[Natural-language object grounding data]

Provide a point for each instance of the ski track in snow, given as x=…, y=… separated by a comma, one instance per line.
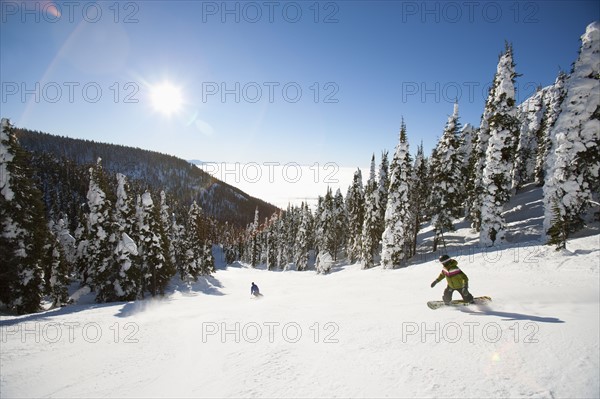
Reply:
x=352, y=333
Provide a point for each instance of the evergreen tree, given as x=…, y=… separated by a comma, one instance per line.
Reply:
x=370, y=229
x=552, y=108
x=469, y=143
x=383, y=184
x=395, y=238
x=530, y=115
x=102, y=269
x=23, y=229
x=504, y=130
x=355, y=210
x=419, y=195
x=271, y=242
x=446, y=179
x=302, y=239
x=153, y=248
x=573, y=176
x=194, y=242
x=127, y=282
x=255, y=241
x=340, y=224
x=481, y=142
x=57, y=273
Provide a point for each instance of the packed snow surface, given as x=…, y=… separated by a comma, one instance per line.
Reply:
x=351, y=333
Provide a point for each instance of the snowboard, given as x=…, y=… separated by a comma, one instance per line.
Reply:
x=480, y=300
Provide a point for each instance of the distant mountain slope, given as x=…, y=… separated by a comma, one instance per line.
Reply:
x=157, y=171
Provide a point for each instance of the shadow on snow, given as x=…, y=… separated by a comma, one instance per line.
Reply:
x=510, y=316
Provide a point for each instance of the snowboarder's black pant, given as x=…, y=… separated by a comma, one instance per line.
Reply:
x=464, y=292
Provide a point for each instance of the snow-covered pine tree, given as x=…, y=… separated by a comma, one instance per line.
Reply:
x=102, y=267
x=396, y=238
x=383, y=184
x=23, y=229
x=281, y=240
x=419, y=195
x=255, y=241
x=192, y=264
x=68, y=243
x=530, y=115
x=469, y=140
x=446, y=179
x=302, y=239
x=271, y=242
x=370, y=238
x=320, y=224
x=573, y=177
x=500, y=152
x=57, y=272
x=127, y=281
x=153, y=248
x=552, y=107
x=481, y=142
x=340, y=224
x=355, y=210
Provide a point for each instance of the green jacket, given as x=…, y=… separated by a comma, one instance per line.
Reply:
x=454, y=276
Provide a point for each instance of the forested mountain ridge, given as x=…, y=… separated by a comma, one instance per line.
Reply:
x=154, y=171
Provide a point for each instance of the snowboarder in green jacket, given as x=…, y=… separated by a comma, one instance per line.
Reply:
x=457, y=280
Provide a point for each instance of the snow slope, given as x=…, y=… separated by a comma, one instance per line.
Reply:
x=352, y=333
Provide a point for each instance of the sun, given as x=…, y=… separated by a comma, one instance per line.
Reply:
x=166, y=98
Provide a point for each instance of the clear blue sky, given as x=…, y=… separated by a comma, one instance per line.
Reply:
x=87, y=70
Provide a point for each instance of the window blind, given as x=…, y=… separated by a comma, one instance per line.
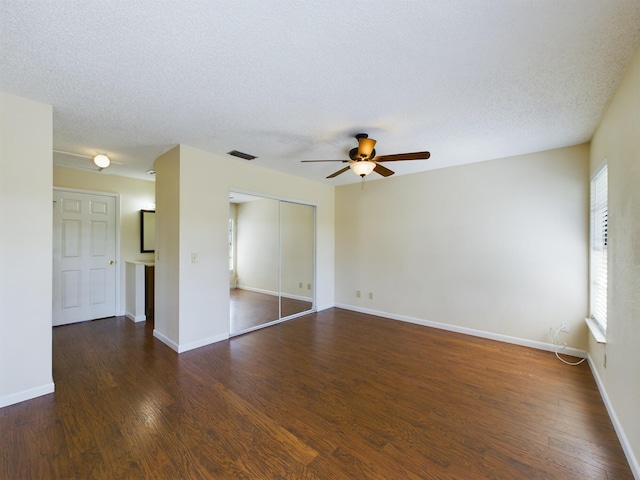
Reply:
x=599, y=241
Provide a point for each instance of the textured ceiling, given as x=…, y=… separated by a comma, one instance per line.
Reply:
x=286, y=80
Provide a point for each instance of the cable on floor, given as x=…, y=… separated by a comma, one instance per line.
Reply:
x=555, y=339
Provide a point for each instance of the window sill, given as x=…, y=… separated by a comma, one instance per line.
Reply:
x=596, y=330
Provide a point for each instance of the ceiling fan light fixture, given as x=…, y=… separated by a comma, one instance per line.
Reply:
x=101, y=161
x=363, y=167
x=365, y=147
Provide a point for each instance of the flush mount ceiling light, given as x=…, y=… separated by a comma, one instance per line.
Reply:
x=101, y=161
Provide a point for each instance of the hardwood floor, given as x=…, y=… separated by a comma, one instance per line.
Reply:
x=249, y=309
x=331, y=395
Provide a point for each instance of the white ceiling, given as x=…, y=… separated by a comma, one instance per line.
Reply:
x=286, y=80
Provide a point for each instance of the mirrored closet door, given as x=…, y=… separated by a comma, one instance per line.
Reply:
x=271, y=261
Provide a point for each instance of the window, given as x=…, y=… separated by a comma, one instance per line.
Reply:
x=598, y=248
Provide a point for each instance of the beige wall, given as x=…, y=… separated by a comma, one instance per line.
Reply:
x=497, y=247
x=25, y=249
x=257, y=241
x=617, y=140
x=134, y=195
x=200, y=197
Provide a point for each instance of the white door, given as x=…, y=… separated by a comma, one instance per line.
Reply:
x=84, y=254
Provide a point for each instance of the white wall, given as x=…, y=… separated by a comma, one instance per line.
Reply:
x=167, y=269
x=617, y=140
x=257, y=241
x=497, y=246
x=192, y=199
x=26, y=221
x=134, y=195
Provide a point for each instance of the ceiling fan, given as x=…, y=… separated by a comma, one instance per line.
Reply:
x=363, y=159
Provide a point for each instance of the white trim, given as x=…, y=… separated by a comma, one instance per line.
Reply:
x=617, y=426
x=166, y=340
x=273, y=294
x=119, y=309
x=135, y=318
x=202, y=342
x=257, y=290
x=27, y=394
x=598, y=169
x=181, y=348
x=269, y=196
x=574, y=352
x=596, y=330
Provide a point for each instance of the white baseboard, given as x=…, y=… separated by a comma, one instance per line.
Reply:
x=135, y=318
x=166, y=340
x=574, y=352
x=319, y=308
x=257, y=290
x=27, y=394
x=624, y=441
x=275, y=294
x=185, y=347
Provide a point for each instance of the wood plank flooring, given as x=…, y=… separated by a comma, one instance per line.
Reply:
x=249, y=309
x=331, y=395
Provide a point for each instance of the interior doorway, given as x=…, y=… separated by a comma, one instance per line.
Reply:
x=84, y=256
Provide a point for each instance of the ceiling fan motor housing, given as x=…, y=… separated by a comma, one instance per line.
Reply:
x=356, y=156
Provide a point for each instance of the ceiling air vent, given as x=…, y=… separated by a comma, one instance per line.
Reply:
x=238, y=154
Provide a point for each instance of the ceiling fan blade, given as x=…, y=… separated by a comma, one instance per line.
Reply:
x=309, y=161
x=384, y=171
x=403, y=156
x=339, y=172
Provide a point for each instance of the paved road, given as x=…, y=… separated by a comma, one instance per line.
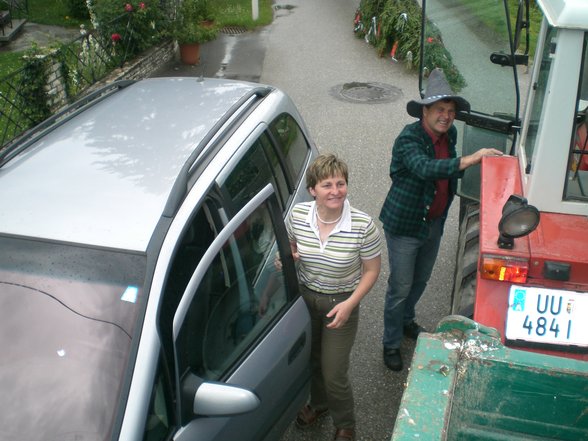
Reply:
x=310, y=51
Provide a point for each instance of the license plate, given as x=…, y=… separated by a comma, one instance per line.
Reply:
x=548, y=316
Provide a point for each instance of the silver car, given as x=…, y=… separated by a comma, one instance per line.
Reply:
x=139, y=296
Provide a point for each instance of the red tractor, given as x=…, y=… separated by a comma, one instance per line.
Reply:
x=522, y=257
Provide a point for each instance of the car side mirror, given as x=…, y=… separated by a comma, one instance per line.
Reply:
x=209, y=398
x=518, y=219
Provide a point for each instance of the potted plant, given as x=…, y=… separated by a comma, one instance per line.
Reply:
x=194, y=25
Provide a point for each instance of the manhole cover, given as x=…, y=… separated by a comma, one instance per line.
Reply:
x=233, y=30
x=368, y=93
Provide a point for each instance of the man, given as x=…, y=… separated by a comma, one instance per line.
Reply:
x=424, y=172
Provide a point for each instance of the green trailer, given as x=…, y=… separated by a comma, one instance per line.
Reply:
x=464, y=384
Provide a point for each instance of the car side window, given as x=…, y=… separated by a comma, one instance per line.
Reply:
x=239, y=296
x=292, y=144
x=252, y=174
x=159, y=419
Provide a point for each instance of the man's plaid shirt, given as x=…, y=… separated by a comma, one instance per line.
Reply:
x=413, y=170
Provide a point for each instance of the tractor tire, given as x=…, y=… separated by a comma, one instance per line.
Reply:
x=463, y=295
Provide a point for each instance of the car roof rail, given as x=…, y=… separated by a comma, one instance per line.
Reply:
x=24, y=141
x=180, y=187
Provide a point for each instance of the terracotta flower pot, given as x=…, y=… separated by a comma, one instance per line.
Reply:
x=190, y=53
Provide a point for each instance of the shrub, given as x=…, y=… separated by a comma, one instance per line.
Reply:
x=78, y=9
x=142, y=23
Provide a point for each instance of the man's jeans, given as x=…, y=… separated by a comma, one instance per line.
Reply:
x=411, y=262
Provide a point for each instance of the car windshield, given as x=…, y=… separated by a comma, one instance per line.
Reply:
x=68, y=314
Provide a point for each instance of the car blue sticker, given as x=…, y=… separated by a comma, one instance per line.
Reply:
x=518, y=303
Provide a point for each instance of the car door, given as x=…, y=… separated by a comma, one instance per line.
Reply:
x=241, y=322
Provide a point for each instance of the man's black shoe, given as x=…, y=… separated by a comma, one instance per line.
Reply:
x=412, y=330
x=393, y=359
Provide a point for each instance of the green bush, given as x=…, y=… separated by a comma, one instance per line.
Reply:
x=398, y=32
x=78, y=9
x=142, y=24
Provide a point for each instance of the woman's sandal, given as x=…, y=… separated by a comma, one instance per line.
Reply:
x=307, y=416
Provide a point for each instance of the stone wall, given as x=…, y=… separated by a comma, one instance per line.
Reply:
x=142, y=67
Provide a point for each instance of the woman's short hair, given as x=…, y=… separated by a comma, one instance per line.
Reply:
x=324, y=167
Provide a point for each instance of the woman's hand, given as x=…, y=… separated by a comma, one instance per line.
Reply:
x=340, y=314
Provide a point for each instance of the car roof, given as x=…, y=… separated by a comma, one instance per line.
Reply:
x=103, y=178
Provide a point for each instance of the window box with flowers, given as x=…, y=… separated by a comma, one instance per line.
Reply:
x=194, y=25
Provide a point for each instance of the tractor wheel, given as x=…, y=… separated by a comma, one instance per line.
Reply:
x=466, y=267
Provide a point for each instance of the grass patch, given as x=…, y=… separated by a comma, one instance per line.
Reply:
x=238, y=13
x=10, y=62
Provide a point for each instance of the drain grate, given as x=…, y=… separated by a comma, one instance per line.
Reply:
x=233, y=30
x=368, y=93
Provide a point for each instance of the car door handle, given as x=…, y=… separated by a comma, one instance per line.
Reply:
x=296, y=348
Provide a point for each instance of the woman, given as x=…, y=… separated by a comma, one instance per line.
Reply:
x=338, y=252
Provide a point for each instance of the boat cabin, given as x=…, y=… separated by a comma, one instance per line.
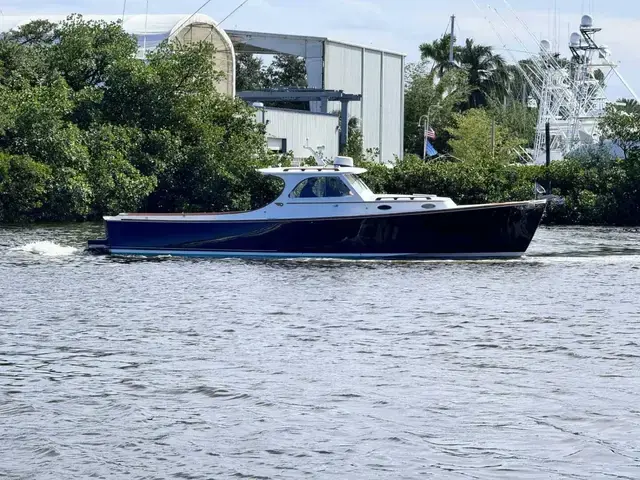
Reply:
x=339, y=183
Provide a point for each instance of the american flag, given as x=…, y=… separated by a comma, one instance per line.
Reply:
x=430, y=133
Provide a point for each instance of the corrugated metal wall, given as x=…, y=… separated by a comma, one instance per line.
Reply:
x=379, y=77
x=298, y=126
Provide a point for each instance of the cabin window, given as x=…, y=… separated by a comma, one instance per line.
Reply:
x=320, y=187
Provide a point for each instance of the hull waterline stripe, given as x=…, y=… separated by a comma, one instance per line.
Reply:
x=205, y=253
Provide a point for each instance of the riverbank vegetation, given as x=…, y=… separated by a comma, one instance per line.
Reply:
x=86, y=129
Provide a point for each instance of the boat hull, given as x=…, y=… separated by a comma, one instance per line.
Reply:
x=490, y=231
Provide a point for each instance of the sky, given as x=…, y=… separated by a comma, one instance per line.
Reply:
x=402, y=25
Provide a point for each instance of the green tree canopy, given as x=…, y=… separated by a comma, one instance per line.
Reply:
x=472, y=139
x=86, y=129
x=425, y=92
x=621, y=125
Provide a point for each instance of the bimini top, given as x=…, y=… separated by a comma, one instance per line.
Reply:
x=311, y=170
x=341, y=166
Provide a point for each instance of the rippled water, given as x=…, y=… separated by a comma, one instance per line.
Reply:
x=185, y=368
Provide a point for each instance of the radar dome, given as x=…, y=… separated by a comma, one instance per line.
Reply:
x=343, y=161
x=586, y=22
x=574, y=40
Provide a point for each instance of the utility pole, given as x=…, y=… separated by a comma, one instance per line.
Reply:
x=424, y=134
x=453, y=23
x=493, y=139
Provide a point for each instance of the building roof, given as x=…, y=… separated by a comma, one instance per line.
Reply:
x=149, y=29
x=253, y=42
x=156, y=28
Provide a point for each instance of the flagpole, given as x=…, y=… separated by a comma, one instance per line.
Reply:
x=424, y=136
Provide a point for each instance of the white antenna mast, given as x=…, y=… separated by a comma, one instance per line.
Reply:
x=144, y=42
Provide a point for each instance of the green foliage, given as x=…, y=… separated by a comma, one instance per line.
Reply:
x=438, y=52
x=517, y=118
x=472, y=139
x=23, y=187
x=487, y=71
x=285, y=71
x=593, y=193
x=622, y=126
x=442, y=96
x=87, y=130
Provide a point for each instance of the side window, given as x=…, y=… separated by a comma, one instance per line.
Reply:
x=320, y=187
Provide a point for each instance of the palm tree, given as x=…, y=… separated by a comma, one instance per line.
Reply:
x=487, y=71
x=438, y=53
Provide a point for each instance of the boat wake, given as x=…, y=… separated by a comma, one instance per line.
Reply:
x=46, y=248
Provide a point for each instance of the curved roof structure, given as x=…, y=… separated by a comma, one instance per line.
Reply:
x=151, y=30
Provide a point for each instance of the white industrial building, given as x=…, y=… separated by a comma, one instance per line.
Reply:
x=372, y=79
x=376, y=75
x=151, y=30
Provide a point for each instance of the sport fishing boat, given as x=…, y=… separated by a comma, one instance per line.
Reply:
x=329, y=212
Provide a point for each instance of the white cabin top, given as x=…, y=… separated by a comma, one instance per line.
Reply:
x=324, y=191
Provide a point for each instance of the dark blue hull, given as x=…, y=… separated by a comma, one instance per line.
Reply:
x=501, y=230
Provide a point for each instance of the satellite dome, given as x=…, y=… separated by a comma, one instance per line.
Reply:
x=343, y=161
x=586, y=22
x=574, y=40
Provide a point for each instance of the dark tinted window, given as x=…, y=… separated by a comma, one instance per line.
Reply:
x=320, y=187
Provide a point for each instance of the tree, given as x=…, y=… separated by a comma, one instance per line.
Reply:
x=486, y=70
x=287, y=71
x=622, y=127
x=437, y=52
x=472, y=139
x=425, y=90
x=517, y=118
x=86, y=129
x=250, y=72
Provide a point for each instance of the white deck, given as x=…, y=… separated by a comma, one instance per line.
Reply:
x=360, y=201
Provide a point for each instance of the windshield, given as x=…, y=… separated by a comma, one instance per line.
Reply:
x=358, y=185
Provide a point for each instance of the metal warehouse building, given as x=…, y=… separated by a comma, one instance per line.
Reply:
x=368, y=82
x=376, y=75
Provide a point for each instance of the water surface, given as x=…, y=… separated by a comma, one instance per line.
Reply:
x=121, y=367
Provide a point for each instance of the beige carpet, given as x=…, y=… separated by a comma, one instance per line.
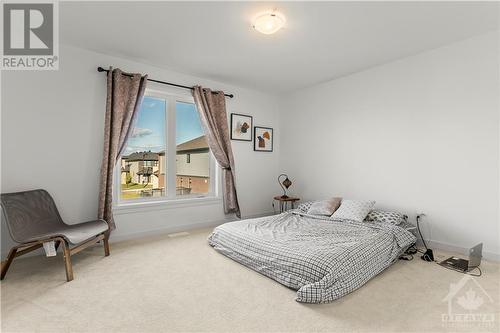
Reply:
x=165, y=284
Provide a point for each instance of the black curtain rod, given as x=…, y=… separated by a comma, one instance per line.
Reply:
x=100, y=69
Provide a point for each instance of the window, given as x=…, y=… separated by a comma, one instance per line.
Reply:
x=148, y=171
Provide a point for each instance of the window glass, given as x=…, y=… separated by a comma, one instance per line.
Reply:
x=143, y=167
x=192, y=153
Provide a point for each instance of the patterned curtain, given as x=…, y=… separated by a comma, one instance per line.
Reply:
x=125, y=92
x=212, y=109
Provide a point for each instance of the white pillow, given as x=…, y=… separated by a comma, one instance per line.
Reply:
x=324, y=207
x=353, y=210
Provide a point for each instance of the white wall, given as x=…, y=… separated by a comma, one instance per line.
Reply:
x=52, y=133
x=418, y=135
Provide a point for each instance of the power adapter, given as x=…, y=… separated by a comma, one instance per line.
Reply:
x=428, y=256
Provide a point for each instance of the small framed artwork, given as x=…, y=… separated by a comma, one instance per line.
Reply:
x=241, y=127
x=263, y=138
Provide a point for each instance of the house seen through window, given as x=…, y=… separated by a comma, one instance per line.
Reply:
x=149, y=170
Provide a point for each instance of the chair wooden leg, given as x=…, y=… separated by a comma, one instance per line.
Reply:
x=67, y=261
x=106, y=244
x=10, y=257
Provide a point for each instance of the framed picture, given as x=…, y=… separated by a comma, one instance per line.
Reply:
x=263, y=138
x=241, y=127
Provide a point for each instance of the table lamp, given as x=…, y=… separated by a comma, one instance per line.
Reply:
x=285, y=184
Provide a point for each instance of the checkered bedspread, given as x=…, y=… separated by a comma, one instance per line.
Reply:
x=322, y=259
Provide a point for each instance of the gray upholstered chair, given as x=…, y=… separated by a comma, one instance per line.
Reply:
x=33, y=219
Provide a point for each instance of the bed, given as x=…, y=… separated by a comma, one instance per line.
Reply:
x=321, y=258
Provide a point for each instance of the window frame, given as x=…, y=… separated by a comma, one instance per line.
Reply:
x=169, y=196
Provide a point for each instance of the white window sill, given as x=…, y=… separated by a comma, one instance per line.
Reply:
x=162, y=204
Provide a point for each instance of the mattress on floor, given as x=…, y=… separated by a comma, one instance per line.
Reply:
x=322, y=259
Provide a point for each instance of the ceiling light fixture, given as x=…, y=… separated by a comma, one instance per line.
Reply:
x=268, y=23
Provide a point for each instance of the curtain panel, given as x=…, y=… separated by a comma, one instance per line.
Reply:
x=212, y=109
x=124, y=96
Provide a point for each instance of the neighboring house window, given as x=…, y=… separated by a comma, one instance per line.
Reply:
x=166, y=123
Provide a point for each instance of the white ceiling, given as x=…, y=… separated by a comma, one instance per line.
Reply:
x=321, y=40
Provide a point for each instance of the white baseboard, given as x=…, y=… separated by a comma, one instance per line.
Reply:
x=158, y=231
x=461, y=250
x=178, y=228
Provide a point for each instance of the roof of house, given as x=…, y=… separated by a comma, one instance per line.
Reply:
x=142, y=156
x=198, y=144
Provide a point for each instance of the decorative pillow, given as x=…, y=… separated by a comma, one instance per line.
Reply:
x=385, y=216
x=304, y=207
x=324, y=207
x=353, y=210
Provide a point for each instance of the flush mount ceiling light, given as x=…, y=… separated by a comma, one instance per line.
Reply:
x=268, y=23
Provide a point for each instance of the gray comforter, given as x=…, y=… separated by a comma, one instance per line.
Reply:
x=322, y=259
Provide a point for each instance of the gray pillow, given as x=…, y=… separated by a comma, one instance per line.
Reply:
x=353, y=210
x=304, y=207
x=324, y=207
x=385, y=216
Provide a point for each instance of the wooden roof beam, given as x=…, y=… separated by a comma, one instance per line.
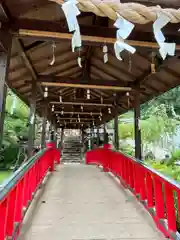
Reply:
x=82, y=103
x=44, y=30
x=82, y=83
x=79, y=113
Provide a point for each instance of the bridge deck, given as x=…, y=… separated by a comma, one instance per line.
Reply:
x=82, y=202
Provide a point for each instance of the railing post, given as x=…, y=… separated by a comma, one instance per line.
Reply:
x=44, y=122
x=3, y=218
x=32, y=116
x=149, y=190
x=159, y=200
x=11, y=212
x=52, y=156
x=116, y=133
x=170, y=207
x=4, y=66
x=137, y=129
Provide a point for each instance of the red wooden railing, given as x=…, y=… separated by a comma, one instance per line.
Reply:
x=159, y=194
x=18, y=191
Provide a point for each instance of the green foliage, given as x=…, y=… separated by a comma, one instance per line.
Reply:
x=127, y=149
x=15, y=126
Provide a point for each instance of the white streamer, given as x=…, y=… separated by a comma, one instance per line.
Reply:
x=165, y=48
x=13, y=104
x=125, y=28
x=105, y=51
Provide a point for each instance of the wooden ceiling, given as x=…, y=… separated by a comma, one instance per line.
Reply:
x=31, y=57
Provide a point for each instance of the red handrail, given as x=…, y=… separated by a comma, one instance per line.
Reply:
x=159, y=194
x=17, y=192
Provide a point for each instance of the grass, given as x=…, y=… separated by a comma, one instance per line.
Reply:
x=4, y=175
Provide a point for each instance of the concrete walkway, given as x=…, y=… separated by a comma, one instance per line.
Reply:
x=83, y=203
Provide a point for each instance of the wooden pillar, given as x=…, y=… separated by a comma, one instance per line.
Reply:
x=31, y=134
x=106, y=138
x=4, y=66
x=137, y=129
x=44, y=122
x=92, y=136
x=116, y=133
x=62, y=134
x=98, y=139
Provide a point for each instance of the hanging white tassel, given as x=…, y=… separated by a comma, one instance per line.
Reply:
x=53, y=58
x=13, y=104
x=71, y=12
x=79, y=62
x=105, y=51
x=124, y=29
x=46, y=92
x=165, y=48
x=32, y=119
x=88, y=94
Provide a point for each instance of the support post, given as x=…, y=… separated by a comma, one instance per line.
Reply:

> Task description
Word search in the records above: please count the lines holding "sill" and state the count alone.

> Task output
2